Materials provided -
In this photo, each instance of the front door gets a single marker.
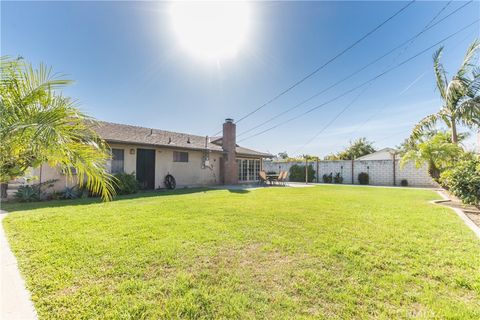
(146, 168)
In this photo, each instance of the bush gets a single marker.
(126, 183)
(70, 193)
(327, 178)
(29, 193)
(337, 178)
(297, 173)
(463, 180)
(363, 178)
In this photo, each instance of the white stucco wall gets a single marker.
(380, 171)
(189, 173)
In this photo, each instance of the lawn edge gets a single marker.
(15, 299)
(469, 223)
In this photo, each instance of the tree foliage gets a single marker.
(435, 149)
(356, 149)
(38, 124)
(460, 96)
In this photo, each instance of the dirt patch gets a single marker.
(472, 212)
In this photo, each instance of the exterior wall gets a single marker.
(379, 155)
(191, 173)
(45, 173)
(229, 146)
(380, 171)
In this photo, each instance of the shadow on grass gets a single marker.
(24, 206)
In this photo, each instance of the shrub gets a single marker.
(327, 178)
(463, 180)
(70, 193)
(337, 178)
(27, 194)
(126, 183)
(297, 173)
(363, 178)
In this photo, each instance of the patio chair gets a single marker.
(262, 177)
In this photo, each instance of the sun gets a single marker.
(211, 30)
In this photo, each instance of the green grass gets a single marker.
(323, 252)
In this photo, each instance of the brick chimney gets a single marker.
(229, 145)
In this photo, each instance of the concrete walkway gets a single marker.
(15, 303)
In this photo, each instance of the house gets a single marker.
(151, 154)
(382, 154)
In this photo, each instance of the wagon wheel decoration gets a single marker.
(170, 182)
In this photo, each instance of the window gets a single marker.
(248, 169)
(179, 156)
(117, 161)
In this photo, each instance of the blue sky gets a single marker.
(129, 67)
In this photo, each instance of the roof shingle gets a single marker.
(123, 133)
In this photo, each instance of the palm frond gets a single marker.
(426, 124)
(440, 74)
(466, 65)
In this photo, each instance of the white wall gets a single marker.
(190, 173)
(380, 171)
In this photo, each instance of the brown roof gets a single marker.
(123, 133)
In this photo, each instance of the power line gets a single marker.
(408, 42)
(361, 85)
(326, 63)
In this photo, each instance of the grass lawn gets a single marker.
(322, 252)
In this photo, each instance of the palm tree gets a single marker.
(38, 125)
(461, 96)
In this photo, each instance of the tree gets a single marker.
(38, 124)
(283, 155)
(356, 149)
(436, 149)
(461, 99)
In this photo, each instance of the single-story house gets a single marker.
(151, 154)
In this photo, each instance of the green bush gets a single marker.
(71, 193)
(463, 180)
(34, 192)
(363, 178)
(126, 183)
(337, 178)
(327, 178)
(27, 194)
(297, 173)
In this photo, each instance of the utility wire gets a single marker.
(408, 41)
(362, 84)
(325, 64)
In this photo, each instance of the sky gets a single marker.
(130, 66)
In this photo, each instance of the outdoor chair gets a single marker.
(262, 177)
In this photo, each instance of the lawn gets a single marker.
(321, 252)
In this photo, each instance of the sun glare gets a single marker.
(212, 30)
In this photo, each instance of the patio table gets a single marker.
(272, 177)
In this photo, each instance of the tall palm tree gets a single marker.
(461, 96)
(38, 124)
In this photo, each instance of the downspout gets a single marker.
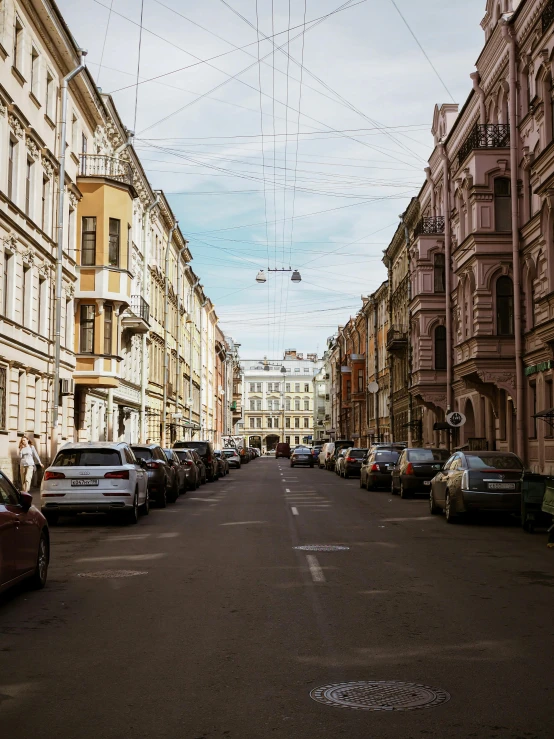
(59, 255)
(166, 314)
(144, 373)
(447, 277)
(476, 78)
(508, 34)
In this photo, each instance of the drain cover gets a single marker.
(321, 548)
(106, 574)
(379, 696)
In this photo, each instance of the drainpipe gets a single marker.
(166, 315)
(447, 276)
(144, 374)
(476, 78)
(508, 34)
(59, 256)
(433, 195)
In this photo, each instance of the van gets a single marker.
(282, 450)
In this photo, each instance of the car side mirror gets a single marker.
(25, 500)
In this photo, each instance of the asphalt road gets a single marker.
(228, 628)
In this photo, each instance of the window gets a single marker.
(108, 322)
(113, 253)
(440, 347)
(87, 329)
(439, 282)
(34, 71)
(504, 306)
(17, 44)
(88, 241)
(12, 167)
(28, 186)
(502, 204)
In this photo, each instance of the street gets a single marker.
(218, 627)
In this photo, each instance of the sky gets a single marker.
(282, 149)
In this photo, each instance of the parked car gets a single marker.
(301, 455)
(98, 477)
(325, 454)
(282, 450)
(223, 463)
(477, 481)
(351, 461)
(160, 476)
(205, 450)
(24, 538)
(180, 477)
(233, 457)
(415, 469)
(199, 462)
(192, 472)
(377, 467)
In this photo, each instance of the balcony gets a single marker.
(485, 136)
(397, 338)
(101, 165)
(430, 226)
(137, 317)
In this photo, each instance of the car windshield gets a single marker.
(428, 455)
(493, 462)
(88, 458)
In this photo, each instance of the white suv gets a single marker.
(95, 477)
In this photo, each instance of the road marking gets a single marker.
(315, 569)
(240, 523)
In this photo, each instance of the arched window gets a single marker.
(502, 204)
(440, 347)
(438, 273)
(504, 306)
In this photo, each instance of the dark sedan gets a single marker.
(415, 469)
(377, 468)
(24, 538)
(477, 481)
(302, 455)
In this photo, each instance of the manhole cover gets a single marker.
(321, 548)
(379, 696)
(106, 574)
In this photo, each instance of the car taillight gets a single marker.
(54, 475)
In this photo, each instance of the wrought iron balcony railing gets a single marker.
(430, 225)
(547, 17)
(485, 136)
(140, 307)
(101, 165)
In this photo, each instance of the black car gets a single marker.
(192, 472)
(415, 469)
(472, 481)
(377, 467)
(161, 475)
(205, 451)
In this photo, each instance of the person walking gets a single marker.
(28, 457)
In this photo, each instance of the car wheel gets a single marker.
(38, 578)
(433, 507)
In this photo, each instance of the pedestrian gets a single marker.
(27, 458)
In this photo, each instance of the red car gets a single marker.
(24, 538)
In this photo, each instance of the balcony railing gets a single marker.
(101, 165)
(547, 16)
(485, 136)
(140, 307)
(430, 225)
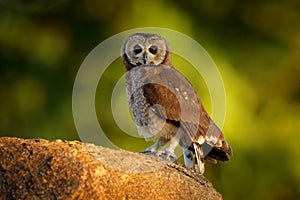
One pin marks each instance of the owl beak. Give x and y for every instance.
(144, 58)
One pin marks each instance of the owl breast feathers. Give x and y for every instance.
(165, 105)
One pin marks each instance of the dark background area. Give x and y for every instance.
(255, 45)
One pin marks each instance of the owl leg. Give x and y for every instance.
(199, 157)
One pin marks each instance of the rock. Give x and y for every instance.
(42, 169)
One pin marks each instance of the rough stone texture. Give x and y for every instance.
(42, 169)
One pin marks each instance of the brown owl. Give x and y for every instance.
(165, 105)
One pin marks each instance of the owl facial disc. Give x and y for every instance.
(145, 49)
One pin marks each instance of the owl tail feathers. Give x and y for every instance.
(215, 154)
(212, 154)
(199, 154)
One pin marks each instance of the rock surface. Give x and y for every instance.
(42, 169)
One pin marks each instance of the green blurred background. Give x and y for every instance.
(255, 44)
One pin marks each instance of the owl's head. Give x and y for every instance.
(145, 49)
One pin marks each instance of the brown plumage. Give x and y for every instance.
(165, 105)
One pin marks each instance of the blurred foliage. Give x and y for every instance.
(255, 44)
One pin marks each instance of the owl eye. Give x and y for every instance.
(153, 49)
(137, 49)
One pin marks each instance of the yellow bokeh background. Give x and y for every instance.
(255, 45)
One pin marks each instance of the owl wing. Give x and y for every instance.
(181, 105)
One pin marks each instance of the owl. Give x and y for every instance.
(165, 105)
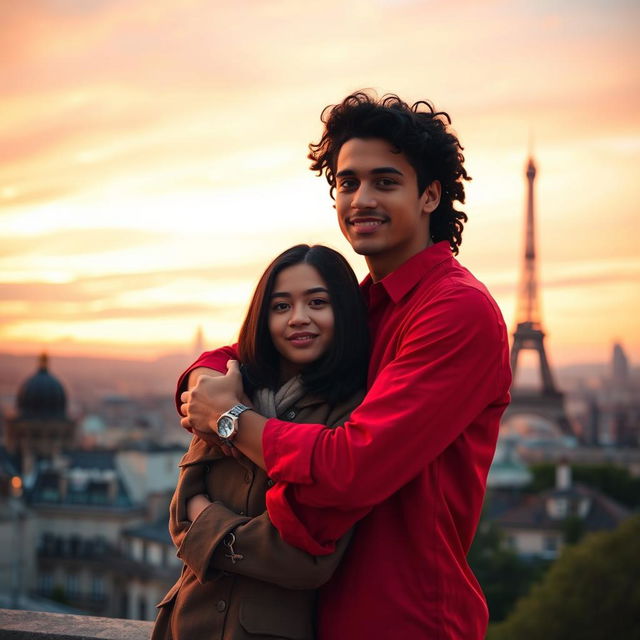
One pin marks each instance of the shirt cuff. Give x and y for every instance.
(288, 449)
(202, 538)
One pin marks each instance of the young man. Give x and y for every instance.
(411, 464)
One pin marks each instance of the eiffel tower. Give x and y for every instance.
(547, 401)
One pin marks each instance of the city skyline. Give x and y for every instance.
(154, 158)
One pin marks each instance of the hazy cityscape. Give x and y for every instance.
(155, 161)
(91, 447)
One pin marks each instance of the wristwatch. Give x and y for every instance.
(227, 425)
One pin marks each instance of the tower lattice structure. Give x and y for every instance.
(548, 401)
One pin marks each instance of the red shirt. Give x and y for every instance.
(410, 466)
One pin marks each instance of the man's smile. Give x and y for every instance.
(366, 224)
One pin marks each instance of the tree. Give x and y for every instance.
(503, 576)
(592, 592)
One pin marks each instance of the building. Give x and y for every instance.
(538, 526)
(90, 529)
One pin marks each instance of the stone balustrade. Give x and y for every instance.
(34, 625)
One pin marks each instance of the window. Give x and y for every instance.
(97, 587)
(142, 608)
(550, 546)
(45, 583)
(73, 585)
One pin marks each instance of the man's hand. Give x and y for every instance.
(210, 398)
(196, 505)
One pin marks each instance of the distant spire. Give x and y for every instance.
(619, 366)
(198, 343)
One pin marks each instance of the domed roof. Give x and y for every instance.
(42, 396)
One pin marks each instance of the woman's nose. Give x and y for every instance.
(298, 315)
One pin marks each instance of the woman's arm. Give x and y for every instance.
(221, 540)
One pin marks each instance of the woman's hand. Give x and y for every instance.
(196, 505)
(210, 398)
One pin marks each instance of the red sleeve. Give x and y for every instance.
(450, 365)
(216, 360)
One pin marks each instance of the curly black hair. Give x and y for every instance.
(419, 131)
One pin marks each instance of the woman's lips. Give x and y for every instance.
(301, 339)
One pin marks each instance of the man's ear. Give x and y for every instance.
(431, 197)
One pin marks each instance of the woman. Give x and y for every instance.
(304, 353)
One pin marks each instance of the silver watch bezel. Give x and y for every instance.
(233, 414)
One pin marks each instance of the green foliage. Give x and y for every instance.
(503, 576)
(615, 482)
(592, 592)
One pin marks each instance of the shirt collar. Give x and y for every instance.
(399, 282)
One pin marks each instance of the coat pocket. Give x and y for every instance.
(264, 619)
(172, 593)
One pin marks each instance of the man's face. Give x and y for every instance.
(380, 211)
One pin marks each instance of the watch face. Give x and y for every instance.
(225, 427)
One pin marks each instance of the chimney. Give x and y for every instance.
(563, 475)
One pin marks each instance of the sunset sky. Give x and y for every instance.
(153, 156)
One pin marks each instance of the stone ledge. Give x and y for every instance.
(35, 625)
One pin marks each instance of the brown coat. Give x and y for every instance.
(270, 591)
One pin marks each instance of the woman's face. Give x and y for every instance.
(300, 317)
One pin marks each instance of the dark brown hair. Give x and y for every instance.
(419, 131)
(342, 369)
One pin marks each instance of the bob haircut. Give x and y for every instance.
(342, 369)
(420, 132)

Work item -
In the listing above, the line containing "One pin marks each instance of the woman's face." and all lines after it are to be restated word for word.

Response to this task -
One pin marks each instance of the woman's face. Give x and y for every instance.
(300, 317)
One pin marks each instance of the dark brown hair. Give x and y for every instance.
(419, 131)
(342, 369)
One pin marks each instance of the bob haircut. Give x and y for every instance.
(342, 369)
(420, 132)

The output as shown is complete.